▶ **Source**
# Federal B.O.R. Lock Muzzleloading Bullets



## 01Foreman400 (Jun 26, 2016)

Anyone have any experience with them?

From Federal's Website

The exclusive B.O.R. Lock MZ System provides outstanding accuracy in a non-sabot bullet design that's easy to load, scrubs fouling from the breech and ensures consistent bullet seating. The system's foundation is a polymer cup that is permanently attached to the bullet base. Before ignition, the polymer cup remains positioned at the rear of the bullet, with the forward obturating ramp exposed. At this point, only the fiber-reinforced base of the cup is in contact with the barrel. At ignition, the polymer cup slides forward and over both obturating ramps, creating the bullet's bearing surface and engaging the rifling. The resulting gas seal is incredibly efficient, optimizing accuracy, velocity, consistency and shooter confidence.

The fiber-reinforced ring at the bottom of the B.O.R. Lock MZ cup scours powder residue from the breech as the bullet is loaded, resulting in consistent seating and reducing the need to clean between shots. Required loading force also averages about half that of most sabots.


----------



## 35 Whelen (Jun 26, 2016)

http://www.grandviewoutdoors.com/bi...zzleloader-bullets-with-b-o-r-lock-mz-system/


----------



## 01Foreman400 (Jun 26, 2016)

Great read.  Thanks for posting.


----------



## BarnesAddict (Jun 27, 2016)

Another person did an actual testing process with the bullets and had very poor results.  He's tested just about every  bullet available, videoing each bullet.  All bullets were shot through a piece of carpet, OSB board and into water.  His testing showed poor results.......


----------



## 01Foreman400 (Jun 27, 2016)

BarnesAddict said:


> Another person did an actual testing process with the bullets and had very poor results.  He's tested just about every  bullet available, videoing each bullet.  All bullets were shot through a piece of carpet, OSB board and into water.  His testing showed poor results.......



You wouldn't happen to have a link or a name would you?


----------



## nwgahunter (Jul 7, 2016)

*Here is a review*

http://www.namlhunt.com/mlbullets16.html


----------



## BarnesAddict (Jul 8, 2016)

01Foreman400 said:


> You wouldn't happen to have a link or a name would you?

▶ **Image region labeling entries**
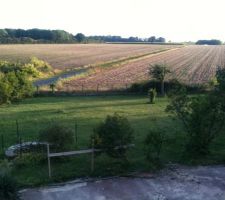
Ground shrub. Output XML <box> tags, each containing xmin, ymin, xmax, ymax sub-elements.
<box><xmin>148</xmin><ymin>88</ymin><xmax>157</xmax><ymax>104</ymax></box>
<box><xmin>13</xmin><ymin>153</ymin><xmax>46</xmax><ymax>168</ymax></box>
<box><xmin>166</xmin><ymin>77</ymin><xmax>225</xmax><ymax>157</ymax></box>
<box><xmin>39</xmin><ymin>124</ymin><xmax>74</xmax><ymax>150</ymax></box>
<box><xmin>93</xmin><ymin>114</ymin><xmax>133</xmax><ymax>158</ymax></box>
<box><xmin>0</xmin><ymin>173</ymin><xmax>20</xmax><ymax>200</ymax></box>
<box><xmin>144</xmin><ymin>130</ymin><xmax>164</xmax><ymax>169</ymax></box>
<box><xmin>127</xmin><ymin>79</ymin><xmax>206</xmax><ymax>94</ymax></box>
<box><xmin>0</xmin><ymin>160</ymin><xmax>19</xmax><ymax>200</ymax></box>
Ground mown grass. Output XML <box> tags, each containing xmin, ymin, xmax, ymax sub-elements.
<box><xmin>0</xmin><ymin>96</ymin><xmax>225</xmax><ymax>186</ymax></box>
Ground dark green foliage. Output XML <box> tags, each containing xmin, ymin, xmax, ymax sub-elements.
<box><xmin>49</xmin><ymin>83</ymin><xmax>55</xmax><ymax>93</ymax></box>
<box><xmin>0</xmin><ymin>72</ymin><xmax>33</xmax><ymax>104</ymax></box>
<box><xmin>149</xmin><ymin>64</ymin><xmax>170</xmax><ymax>96</ymax></box>
<box><xmin>127</xmin><ymin>80</ymin><xmax>205</xmax><ymax>94</ymax></box>
<box><xmin>148</xmin><ymin>88</ymin><xmax>157</xmax><ymax>104</ymax></box>
<box><xmin>144</xmin><ymin>130</ymin><xmax>164</xmax><ymax>169</ymax></box>
<box><xmin>0</xmin><ymin>57</ymin><xmax>52</xmax><ymax>104</ymax></box>
<box><xmin>167</xmin><ymin>72</ymin><xmax>225</xmax><ymax>157</ymax></box>
<box><xmin>13</xmin><ymin>153</ymin><xmax>46</xmax><ymax>169</ymax></box>
<box><xmin>39</xmin><ymin>124</ymin><xmax>74</xmax><ymax>150</ymax></box>
<box><xmin>216</xmin><ymin>66</ymin><xmax>225</xmax><ymax>93</ymax></box>
<box><xmin>0</xmin><ymin>173</ymin><xmax>20</xmax><ymax>200</ymax></box>
<box><xmin>196</xmin><ymin>39</ymin><xmax>222</xmax><ymax>45</ymax></box>
<box><xmin>0</xmin><ymin>160</ymin><xmax>20</xmax><ymax>200</ymax></box>
<box><xmin>92</xmin><ymin>114</ymin><xmax>134</xmax><ymax>158</ymax></box>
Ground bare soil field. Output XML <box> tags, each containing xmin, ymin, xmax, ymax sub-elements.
<box><xmin>66</xmin><ymin>45</ymin><xmax>225</xmax><ymax>90</ymax></box>
<box><xmin>0</xmin><ymin>44</ymin><xmax>177</xmax><ymax>70</ymax></box>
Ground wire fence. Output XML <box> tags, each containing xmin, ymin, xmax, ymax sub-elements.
<box><xmin>0</xmin><ymin>118</ymin><xmax>87</xmax><ymax>155</ymax></box>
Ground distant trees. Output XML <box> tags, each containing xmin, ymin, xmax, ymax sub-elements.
<box><xmin>149</xmin><ymin>64</ymin><xmax>170</xmax><ymax>96</ymax></box>
<box><xmin>0</xmin><ymin>71</ymin><xmax>33</xmax><ymax>104</ymax></box>
<box><xmin>167</xmin><ymin>68</ymin><xmax>225</xmax><ymax>157</ymax></box>
<box><xmin>0</xmin><ymin>28</ymin><xmax>166</xmax><ymax>44</ymax></box>
<box><xmin>39</xmin><ymin>124</ymin><xmax>74</xmax><ymax>150</ymax></box>
<box><xmin>0</xmin><ymin>58</ymin><xmax>52</xmax><ymax>104</ymax></box>
<box><xmin>196</xmin><ymin>39</ymin><xmax>222</xmax><ymax>45</ymax></box>
<box><xmin>88</xmin><ymin>35</ymin><xmax>166</xmax><ymax>43</ymax></box>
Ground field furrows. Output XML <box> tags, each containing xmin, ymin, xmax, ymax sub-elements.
<box><xmin>0</xmin><ymin>44</ymin><xmax>177</xmax><ymax>70</ymax></box>
<box><xmin>67</xmin><ymin>46</ymin><xmax>225</xmax><ymax>90</ymax></box>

▶ **What you will do**
1. From the B.O.R. Lock bullet thread, return the passage between "## 35 Whelen" and "Thanks for posting.", inclusive.
2. According to the Federal description quoted in the B.O.R. Lock bullet thread, what is permanently attached to the bullet base?

▶ **Solutions**
1.
## 35 Whelen (Jun 26, 2016)

http://www.grandviewoutdoors.com/bi...zzleloader-bullets-with-b-o-r-lock-mz-system/


----------



## 01Foreman400 (Jun 26, 2016)

Great read.  Thanks for posting.

2. A polymer cup.